#### [STORED RECORDS]

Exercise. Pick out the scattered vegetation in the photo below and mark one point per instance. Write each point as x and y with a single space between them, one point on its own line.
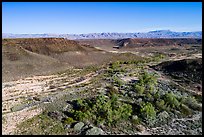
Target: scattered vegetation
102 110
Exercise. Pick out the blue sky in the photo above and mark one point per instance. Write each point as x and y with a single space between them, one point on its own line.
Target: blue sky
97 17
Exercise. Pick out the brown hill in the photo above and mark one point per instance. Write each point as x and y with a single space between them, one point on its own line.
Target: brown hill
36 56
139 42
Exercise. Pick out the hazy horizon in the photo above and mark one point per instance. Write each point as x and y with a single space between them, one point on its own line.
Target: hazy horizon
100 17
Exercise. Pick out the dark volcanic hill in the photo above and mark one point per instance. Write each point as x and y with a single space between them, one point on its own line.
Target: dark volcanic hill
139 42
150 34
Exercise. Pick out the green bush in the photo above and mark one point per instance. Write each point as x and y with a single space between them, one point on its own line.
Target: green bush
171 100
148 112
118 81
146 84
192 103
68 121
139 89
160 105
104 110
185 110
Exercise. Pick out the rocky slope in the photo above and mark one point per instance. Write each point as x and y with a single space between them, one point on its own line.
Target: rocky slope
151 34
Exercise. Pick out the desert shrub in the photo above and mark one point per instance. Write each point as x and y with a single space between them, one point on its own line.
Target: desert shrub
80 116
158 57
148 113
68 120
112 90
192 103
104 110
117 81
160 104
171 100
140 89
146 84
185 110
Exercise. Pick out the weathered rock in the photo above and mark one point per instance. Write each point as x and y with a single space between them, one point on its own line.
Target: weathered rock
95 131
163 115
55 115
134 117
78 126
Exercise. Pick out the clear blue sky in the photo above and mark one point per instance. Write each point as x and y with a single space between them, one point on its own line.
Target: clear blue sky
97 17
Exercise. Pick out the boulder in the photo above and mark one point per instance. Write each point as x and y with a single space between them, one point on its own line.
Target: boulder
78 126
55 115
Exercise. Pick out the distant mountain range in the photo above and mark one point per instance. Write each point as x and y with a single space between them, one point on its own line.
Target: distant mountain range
...
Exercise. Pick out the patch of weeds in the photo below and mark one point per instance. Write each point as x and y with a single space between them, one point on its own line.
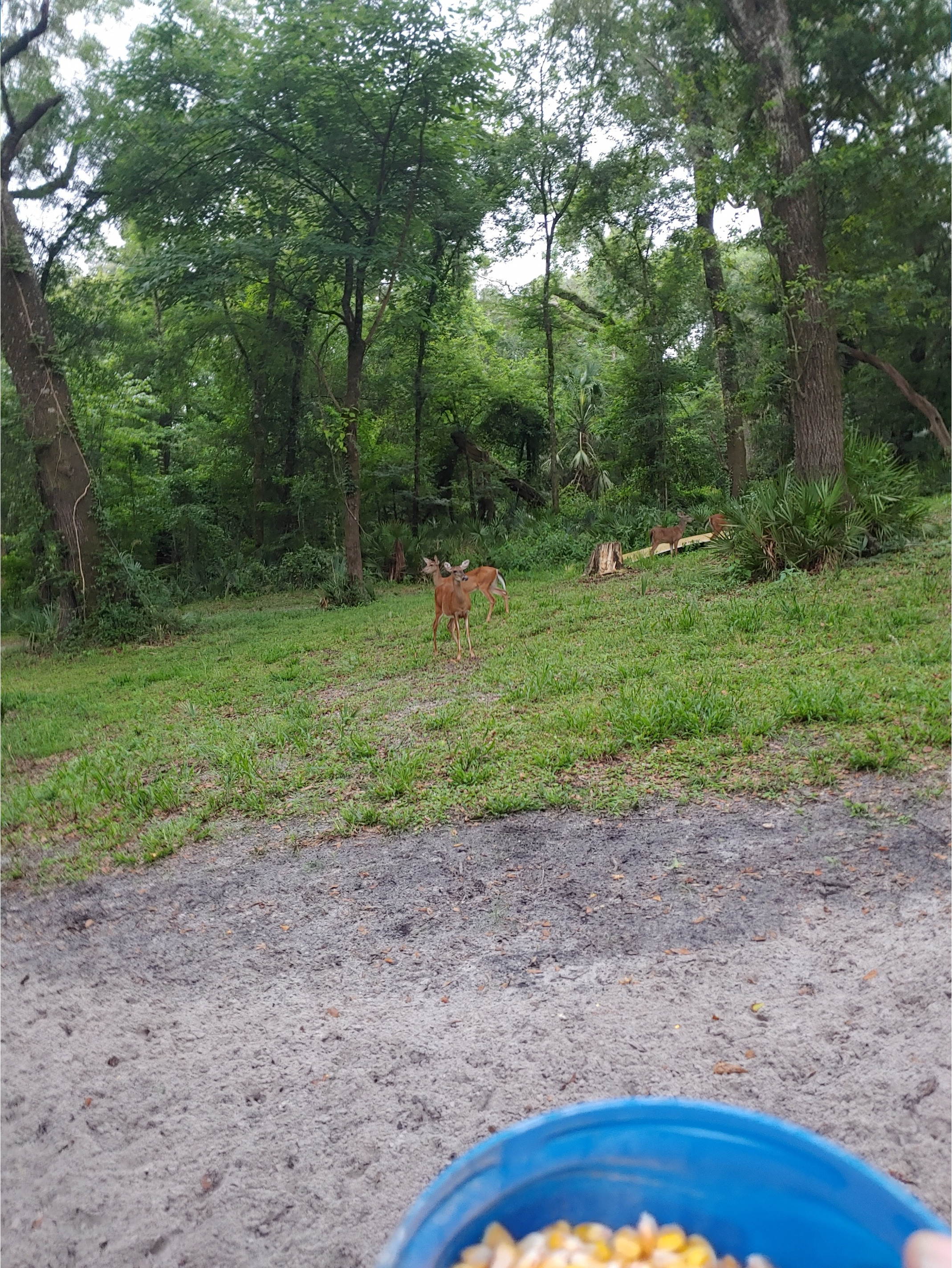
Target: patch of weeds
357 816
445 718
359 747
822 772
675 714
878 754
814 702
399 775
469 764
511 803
---
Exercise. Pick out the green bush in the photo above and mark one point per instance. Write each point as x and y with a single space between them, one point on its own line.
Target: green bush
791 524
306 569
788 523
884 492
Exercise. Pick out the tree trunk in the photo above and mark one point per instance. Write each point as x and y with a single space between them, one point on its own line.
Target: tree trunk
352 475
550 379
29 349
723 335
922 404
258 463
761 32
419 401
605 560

#### [AIM OF THE EXERCISE]
Recast the records from the line containing "Exercise. Pick out the distant" through the line containing "Target: distant mountain range", both included, as a JSON list of strings with one string per line and no blank lines.

#### [COMPLETE RESPONSE]
[
  "Exercise. Pick out the distant mountain range in the photo above and mark one point per instance. Write each point as x and y with a single space between them, one point on its own line.",
  "Target: distant mountain range"
]